A family affair: The Bahamóns

Mercedes, Mariana and Manuela Bahamón working on their collective family effort to improve Ritsona refugee camp.

Mercedes, Mariana and Manuela Bahamón working on their collective family effort to improve Ritsona refugee camp.

If you have ever spent any time in Ritsona camp, then you know Mariana Santoyo Bahamón. As the Protection Coordinator for Lighthouse Relief, Mariana exudes a generous spirit and is also a rock for many families in camp. She has worked tirelessly to build a system to protect children and identify and refer them to extra support through the Child Friendly Space. The space additionally gives children an environment with structure where they can both learn and have fun.

Recently Mariana’s mother and sister expressed a desire to come to Ritsona to see her in her element, and bond as a family by supporting camp residents and building interactive learning games for the children. Mercedes, Mariana’s mother, is an agriculture engineer in Bogotá, Colombia and Manuela, Mariana’s younger sister, is an industrial designer now living in Barcelona.

::::::::::

• _YOUR TASKS_:
1. In the article about the Bahamón family, what kind of work does Mercedes do?
2. Repeat word for word the part of the article about the Bahamón family from "If you have" up to and including "living in Barcelona.".
Rely only on the article about the Bahamón family.

::::::::::

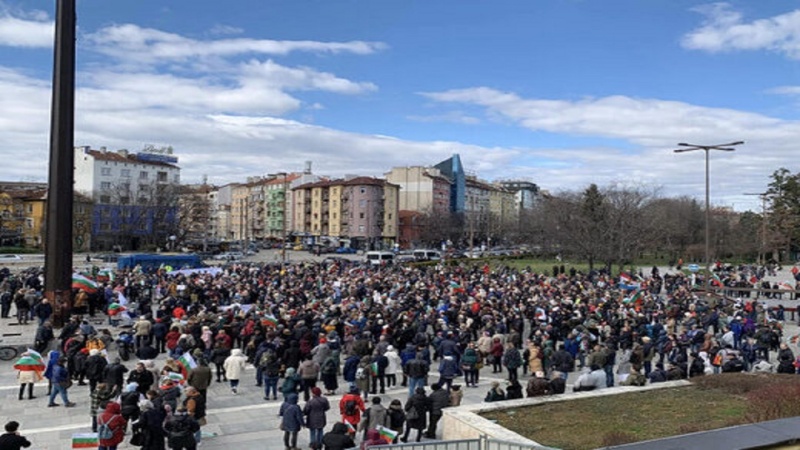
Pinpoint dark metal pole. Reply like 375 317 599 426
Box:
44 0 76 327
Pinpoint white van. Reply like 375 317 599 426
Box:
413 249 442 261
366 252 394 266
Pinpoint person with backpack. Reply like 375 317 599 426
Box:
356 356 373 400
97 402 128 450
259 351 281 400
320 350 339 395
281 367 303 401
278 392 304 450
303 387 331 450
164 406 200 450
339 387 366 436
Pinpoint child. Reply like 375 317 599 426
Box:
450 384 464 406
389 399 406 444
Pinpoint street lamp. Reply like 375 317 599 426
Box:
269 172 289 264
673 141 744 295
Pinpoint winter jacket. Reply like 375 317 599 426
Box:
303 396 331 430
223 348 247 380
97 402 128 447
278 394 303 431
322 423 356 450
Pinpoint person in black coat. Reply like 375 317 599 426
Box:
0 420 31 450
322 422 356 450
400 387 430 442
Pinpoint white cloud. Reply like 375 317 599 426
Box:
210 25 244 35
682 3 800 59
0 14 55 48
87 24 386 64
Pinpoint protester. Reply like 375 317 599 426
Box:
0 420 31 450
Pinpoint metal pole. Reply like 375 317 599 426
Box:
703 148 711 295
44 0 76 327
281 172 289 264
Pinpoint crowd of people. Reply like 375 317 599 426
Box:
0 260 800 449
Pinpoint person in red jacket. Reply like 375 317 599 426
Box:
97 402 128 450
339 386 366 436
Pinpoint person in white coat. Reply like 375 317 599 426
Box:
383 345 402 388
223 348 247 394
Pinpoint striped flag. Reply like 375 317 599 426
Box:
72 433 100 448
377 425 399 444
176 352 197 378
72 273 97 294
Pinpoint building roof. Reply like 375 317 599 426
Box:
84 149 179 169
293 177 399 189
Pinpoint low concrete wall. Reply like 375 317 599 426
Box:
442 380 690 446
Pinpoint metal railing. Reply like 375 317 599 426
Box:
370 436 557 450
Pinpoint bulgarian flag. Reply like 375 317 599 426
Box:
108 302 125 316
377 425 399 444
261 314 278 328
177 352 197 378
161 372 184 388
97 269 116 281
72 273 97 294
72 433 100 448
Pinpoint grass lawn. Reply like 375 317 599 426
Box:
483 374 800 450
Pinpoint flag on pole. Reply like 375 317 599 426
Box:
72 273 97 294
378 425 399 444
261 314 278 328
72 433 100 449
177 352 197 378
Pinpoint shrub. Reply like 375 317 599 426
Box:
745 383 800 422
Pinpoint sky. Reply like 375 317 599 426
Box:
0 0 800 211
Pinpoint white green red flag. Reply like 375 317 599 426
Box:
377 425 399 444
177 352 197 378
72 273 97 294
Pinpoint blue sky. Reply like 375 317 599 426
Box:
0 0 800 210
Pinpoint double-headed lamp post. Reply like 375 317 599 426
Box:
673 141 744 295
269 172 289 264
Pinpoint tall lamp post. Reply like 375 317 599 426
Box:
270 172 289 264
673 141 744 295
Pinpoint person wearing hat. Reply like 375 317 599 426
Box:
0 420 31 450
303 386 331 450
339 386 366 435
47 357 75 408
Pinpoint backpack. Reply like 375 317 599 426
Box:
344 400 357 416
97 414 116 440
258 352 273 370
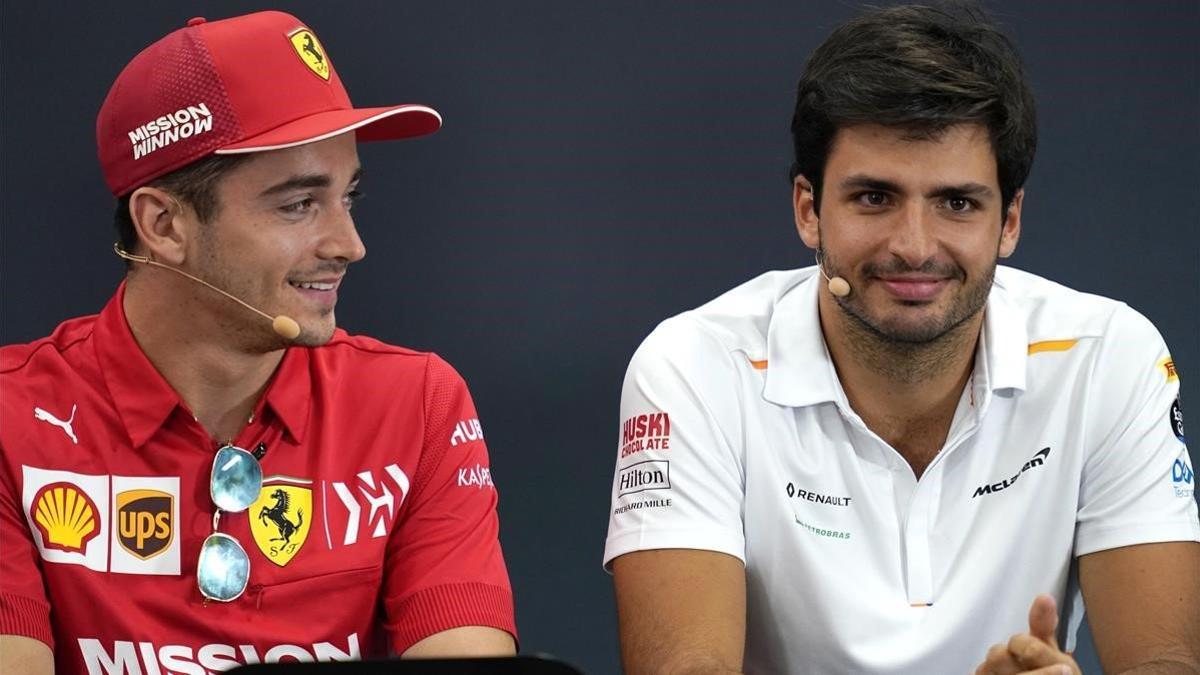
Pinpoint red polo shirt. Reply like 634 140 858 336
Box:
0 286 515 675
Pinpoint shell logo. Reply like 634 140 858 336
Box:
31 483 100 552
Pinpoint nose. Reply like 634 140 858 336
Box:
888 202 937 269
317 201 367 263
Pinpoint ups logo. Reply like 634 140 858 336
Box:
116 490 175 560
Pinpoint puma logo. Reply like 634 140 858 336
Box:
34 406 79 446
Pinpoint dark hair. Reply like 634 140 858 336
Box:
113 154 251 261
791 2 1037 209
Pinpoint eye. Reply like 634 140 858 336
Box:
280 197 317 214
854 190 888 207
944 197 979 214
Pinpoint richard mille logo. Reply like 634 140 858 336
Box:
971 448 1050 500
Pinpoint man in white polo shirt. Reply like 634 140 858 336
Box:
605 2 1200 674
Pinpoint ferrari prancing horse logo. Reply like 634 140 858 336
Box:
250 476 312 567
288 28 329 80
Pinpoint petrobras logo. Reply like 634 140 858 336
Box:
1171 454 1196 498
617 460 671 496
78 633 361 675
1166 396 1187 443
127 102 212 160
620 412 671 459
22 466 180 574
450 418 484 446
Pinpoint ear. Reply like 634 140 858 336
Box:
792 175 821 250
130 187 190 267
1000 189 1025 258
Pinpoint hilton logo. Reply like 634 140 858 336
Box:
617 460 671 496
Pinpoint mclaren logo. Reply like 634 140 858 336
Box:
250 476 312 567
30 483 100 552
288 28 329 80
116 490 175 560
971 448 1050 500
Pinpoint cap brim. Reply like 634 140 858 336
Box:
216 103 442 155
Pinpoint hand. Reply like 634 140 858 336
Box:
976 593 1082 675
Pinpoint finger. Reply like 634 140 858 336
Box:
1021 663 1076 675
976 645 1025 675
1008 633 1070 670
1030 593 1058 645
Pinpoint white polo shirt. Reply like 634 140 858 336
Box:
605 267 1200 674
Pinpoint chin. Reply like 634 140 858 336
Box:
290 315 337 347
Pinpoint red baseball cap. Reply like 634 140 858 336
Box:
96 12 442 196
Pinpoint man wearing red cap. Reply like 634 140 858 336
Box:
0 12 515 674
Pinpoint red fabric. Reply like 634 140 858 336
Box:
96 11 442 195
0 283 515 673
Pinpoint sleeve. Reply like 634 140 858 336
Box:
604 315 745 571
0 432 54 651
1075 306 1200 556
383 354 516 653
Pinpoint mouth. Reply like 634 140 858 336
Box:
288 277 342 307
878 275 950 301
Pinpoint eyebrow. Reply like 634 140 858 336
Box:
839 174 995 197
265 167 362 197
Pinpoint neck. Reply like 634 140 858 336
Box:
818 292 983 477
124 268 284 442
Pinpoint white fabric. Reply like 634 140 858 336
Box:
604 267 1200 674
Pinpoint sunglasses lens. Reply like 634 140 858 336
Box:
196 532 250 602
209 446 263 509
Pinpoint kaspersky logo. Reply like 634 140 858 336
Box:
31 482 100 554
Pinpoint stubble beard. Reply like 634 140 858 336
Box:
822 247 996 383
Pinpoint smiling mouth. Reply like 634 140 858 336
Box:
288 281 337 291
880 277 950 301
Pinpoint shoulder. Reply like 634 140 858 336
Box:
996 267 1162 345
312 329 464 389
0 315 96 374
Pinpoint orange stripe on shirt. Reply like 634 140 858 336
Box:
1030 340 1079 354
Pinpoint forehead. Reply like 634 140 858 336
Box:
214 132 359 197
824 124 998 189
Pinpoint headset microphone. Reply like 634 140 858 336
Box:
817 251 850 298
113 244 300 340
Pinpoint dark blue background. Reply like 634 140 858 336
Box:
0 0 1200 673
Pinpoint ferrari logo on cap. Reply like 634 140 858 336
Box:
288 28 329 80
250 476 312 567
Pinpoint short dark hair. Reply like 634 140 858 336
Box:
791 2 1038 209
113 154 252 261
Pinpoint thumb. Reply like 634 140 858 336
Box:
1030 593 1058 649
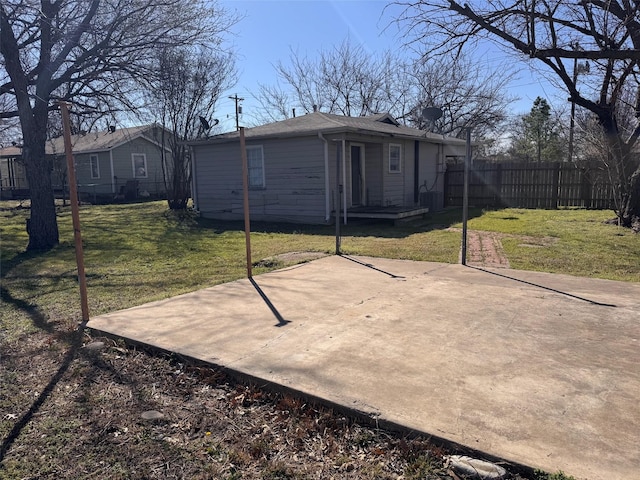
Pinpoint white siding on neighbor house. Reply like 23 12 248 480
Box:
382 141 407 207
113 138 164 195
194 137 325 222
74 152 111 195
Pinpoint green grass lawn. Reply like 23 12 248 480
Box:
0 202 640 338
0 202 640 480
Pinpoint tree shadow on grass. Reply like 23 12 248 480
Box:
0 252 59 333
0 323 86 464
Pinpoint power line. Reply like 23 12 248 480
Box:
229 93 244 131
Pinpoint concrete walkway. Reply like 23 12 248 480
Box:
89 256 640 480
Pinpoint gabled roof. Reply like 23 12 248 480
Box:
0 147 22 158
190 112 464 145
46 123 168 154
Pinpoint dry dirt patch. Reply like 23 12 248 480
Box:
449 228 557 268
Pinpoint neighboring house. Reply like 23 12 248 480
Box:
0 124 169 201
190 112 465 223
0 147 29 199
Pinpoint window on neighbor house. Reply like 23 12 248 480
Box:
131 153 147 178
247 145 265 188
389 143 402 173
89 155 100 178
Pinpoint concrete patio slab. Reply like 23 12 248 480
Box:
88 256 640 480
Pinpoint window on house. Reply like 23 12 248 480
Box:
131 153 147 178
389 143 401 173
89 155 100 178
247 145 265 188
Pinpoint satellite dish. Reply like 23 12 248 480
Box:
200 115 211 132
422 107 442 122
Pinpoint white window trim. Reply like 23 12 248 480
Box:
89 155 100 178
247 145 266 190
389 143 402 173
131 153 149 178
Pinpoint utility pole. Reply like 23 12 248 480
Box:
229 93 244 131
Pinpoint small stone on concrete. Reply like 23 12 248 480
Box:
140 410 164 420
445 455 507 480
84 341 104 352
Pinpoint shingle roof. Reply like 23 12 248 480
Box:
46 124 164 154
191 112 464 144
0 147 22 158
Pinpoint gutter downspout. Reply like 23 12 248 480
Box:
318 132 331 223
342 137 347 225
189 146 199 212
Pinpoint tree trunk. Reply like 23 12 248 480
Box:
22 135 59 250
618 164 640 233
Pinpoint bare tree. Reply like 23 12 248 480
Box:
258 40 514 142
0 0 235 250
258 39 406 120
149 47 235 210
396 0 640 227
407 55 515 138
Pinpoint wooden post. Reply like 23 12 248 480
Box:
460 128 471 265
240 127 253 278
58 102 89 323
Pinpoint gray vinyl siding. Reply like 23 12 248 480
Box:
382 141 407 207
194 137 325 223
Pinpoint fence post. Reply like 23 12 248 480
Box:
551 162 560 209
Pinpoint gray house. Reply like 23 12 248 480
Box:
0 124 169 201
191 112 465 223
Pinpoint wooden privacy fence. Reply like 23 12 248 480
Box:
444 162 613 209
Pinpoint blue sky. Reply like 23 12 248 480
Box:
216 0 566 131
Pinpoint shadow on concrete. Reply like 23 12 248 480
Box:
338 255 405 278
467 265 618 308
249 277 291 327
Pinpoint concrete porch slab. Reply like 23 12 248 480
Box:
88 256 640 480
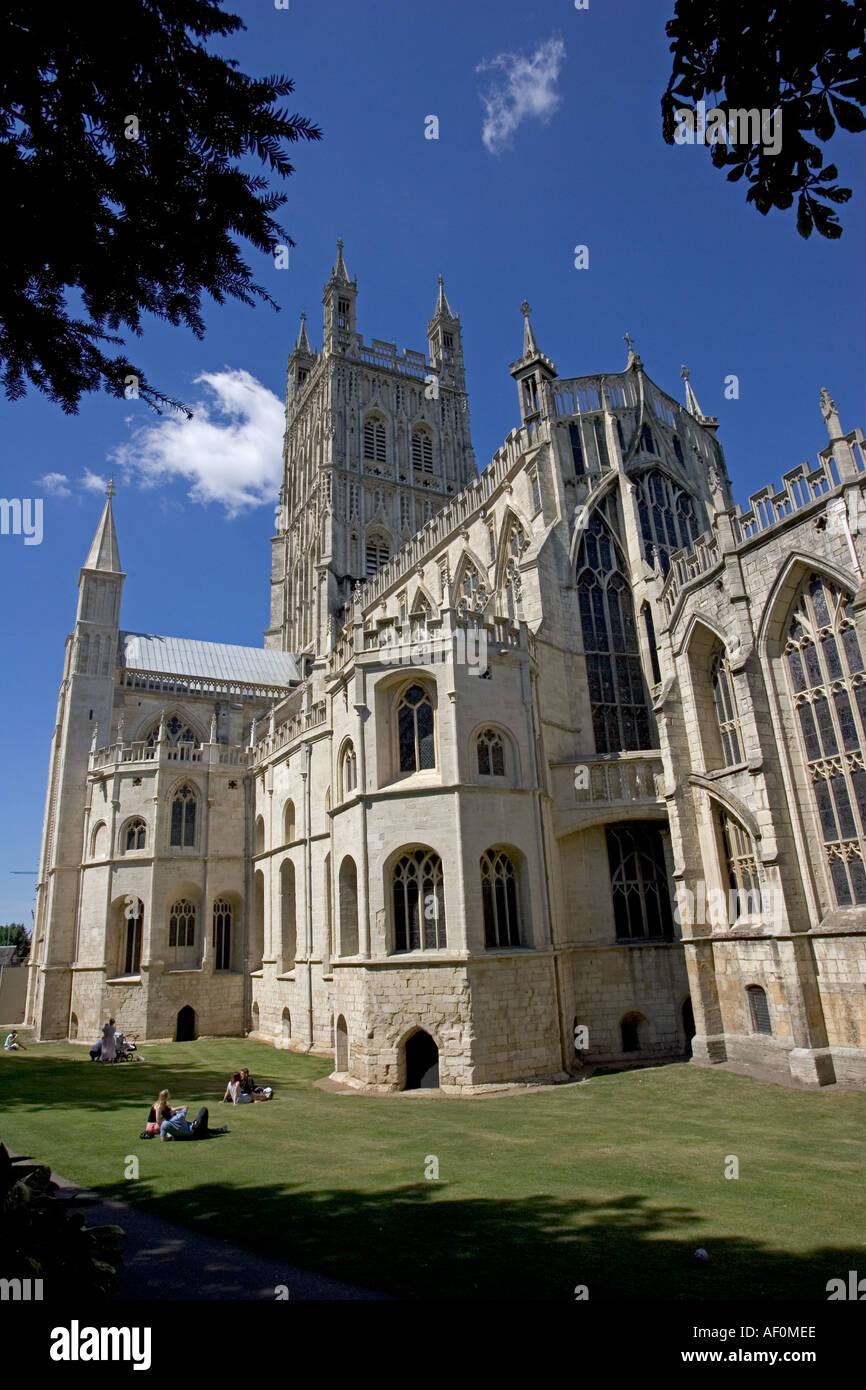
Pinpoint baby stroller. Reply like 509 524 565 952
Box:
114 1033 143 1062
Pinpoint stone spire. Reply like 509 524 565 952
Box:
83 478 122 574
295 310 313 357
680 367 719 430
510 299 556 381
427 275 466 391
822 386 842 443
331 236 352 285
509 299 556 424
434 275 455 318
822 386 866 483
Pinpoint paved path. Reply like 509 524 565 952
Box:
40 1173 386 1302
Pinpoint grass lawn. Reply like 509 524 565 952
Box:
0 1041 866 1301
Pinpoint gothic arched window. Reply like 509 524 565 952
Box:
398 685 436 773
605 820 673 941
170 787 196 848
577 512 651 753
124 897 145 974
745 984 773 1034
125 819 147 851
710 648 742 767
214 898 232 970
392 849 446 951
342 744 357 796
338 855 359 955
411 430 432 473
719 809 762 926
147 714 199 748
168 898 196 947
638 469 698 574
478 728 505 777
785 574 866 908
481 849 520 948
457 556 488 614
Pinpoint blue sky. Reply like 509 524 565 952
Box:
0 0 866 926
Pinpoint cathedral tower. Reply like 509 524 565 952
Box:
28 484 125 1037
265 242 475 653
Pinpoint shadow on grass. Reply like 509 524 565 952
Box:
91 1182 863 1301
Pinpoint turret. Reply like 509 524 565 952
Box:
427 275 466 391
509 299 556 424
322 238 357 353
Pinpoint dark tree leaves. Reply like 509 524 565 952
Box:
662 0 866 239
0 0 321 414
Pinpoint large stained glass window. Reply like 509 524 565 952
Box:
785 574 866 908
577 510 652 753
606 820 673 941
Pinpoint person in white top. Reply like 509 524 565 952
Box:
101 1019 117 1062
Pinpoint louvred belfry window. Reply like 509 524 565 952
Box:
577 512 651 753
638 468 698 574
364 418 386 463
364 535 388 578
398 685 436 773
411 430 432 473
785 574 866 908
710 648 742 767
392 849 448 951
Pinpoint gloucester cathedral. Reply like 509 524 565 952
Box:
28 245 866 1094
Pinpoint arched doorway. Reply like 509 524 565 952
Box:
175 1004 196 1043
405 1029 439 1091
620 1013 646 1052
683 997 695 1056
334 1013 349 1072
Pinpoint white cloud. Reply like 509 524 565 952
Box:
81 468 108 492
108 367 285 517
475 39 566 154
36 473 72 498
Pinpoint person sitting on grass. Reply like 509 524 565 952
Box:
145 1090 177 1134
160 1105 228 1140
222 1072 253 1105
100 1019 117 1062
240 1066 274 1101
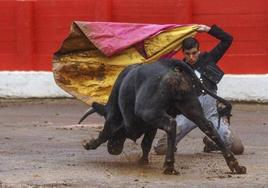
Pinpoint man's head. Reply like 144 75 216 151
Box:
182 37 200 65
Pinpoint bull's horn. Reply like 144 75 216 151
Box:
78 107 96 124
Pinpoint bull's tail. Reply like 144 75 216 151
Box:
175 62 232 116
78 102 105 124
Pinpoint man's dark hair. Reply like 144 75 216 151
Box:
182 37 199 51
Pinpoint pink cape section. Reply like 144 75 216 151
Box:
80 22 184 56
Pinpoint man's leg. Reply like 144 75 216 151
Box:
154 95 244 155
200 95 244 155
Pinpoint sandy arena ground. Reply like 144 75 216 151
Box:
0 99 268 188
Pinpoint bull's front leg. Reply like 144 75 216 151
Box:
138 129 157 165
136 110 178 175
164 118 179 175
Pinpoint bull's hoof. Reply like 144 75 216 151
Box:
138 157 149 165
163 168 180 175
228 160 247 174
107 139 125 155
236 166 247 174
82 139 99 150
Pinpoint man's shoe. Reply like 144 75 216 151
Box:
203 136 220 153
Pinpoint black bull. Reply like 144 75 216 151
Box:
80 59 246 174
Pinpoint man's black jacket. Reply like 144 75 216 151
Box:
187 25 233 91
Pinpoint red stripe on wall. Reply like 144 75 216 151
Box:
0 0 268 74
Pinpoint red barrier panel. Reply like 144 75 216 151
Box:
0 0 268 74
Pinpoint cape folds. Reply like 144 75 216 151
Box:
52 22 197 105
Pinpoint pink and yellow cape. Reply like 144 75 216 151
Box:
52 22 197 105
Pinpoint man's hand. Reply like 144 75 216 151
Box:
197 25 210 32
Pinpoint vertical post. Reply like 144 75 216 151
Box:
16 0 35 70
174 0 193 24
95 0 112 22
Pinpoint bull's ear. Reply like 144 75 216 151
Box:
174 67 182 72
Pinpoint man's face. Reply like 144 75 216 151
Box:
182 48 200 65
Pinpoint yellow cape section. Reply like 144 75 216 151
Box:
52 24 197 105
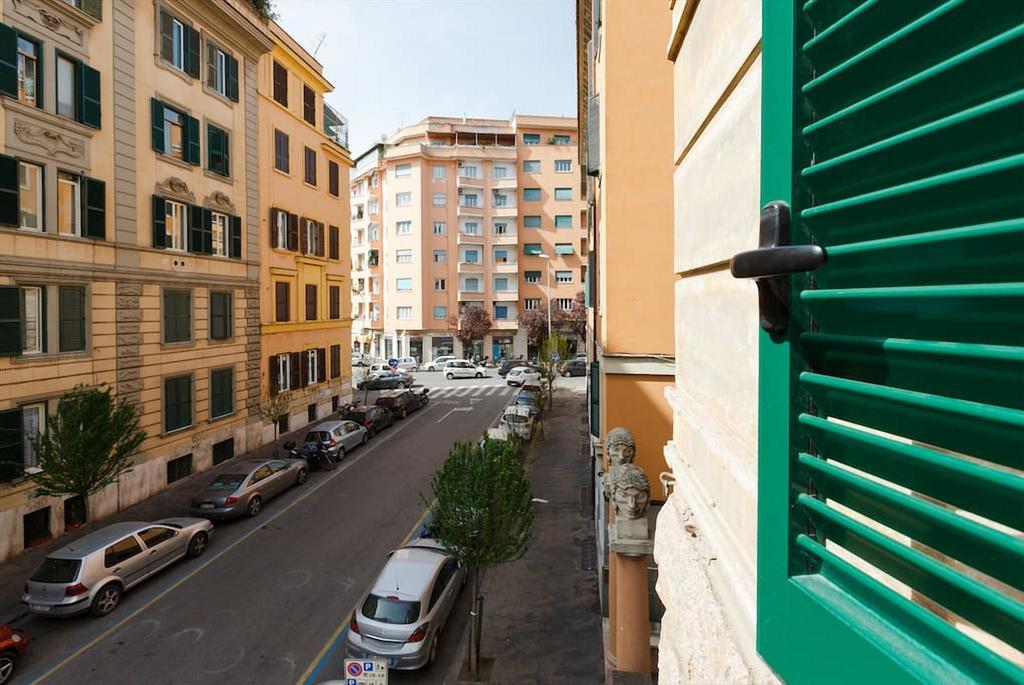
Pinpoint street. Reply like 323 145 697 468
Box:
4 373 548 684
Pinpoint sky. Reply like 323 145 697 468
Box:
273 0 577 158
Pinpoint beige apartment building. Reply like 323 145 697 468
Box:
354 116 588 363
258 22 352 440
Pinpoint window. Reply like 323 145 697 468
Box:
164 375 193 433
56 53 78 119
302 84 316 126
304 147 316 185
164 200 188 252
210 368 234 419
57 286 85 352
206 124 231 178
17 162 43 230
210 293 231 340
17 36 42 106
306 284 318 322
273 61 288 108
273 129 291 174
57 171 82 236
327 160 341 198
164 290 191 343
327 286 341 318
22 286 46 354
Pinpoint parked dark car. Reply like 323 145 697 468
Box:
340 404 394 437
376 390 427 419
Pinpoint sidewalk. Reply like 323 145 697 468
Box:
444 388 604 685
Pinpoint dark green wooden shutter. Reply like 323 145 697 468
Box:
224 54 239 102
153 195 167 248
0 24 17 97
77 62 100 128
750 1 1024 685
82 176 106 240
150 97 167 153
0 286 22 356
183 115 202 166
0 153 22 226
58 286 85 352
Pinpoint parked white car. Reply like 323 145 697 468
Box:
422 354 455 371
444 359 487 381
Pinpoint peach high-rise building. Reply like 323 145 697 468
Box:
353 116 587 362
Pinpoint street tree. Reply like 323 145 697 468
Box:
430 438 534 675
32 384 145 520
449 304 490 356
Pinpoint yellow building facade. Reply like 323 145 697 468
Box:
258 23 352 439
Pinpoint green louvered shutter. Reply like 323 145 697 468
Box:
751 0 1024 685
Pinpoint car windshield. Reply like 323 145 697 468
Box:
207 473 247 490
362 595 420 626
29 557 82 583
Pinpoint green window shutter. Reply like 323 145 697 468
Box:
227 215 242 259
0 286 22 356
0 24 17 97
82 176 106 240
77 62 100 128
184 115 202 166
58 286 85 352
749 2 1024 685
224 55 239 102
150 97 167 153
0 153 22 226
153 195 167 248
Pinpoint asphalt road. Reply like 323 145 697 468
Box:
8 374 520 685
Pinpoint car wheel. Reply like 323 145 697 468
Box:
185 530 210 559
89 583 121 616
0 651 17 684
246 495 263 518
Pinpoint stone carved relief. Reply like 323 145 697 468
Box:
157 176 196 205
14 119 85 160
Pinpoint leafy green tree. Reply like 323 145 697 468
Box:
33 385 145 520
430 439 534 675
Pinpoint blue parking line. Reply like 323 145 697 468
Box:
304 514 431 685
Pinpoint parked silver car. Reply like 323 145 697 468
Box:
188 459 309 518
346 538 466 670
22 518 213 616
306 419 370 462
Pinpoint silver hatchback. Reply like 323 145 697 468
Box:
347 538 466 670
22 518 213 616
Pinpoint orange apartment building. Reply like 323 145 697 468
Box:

::::::::::

• _TASK-BY-TASK ANSWERS_:
1. She is an agriculture engineer in Bogotá, Colombia.

2.
If you have ever spent any time in Ritsona camp, then you know Mariana Santoyo Bahamón. As the Protection Coordinator for Lighthouse Relief, Mariana exudes a generous spirit and is also a rock for many families in camp. She has worked tirelessly to build a system to protect children and identify and refer them to extra support through the Child Friendly Space. The space additionally gives children an environment with structure where they can both learn and have fun.

Recently Mariana’s mother and sister expressed a desire to come to Ritsona to see her in her element, and bond as a family by supporting camp residents and building interactive learning games for the children. Mercedes, Mariana’s mother, is an agriculture engineer in Bogotá, Colombia and Manuela, Mariana’s younger sister, is an industrial designer now living in Barcelona.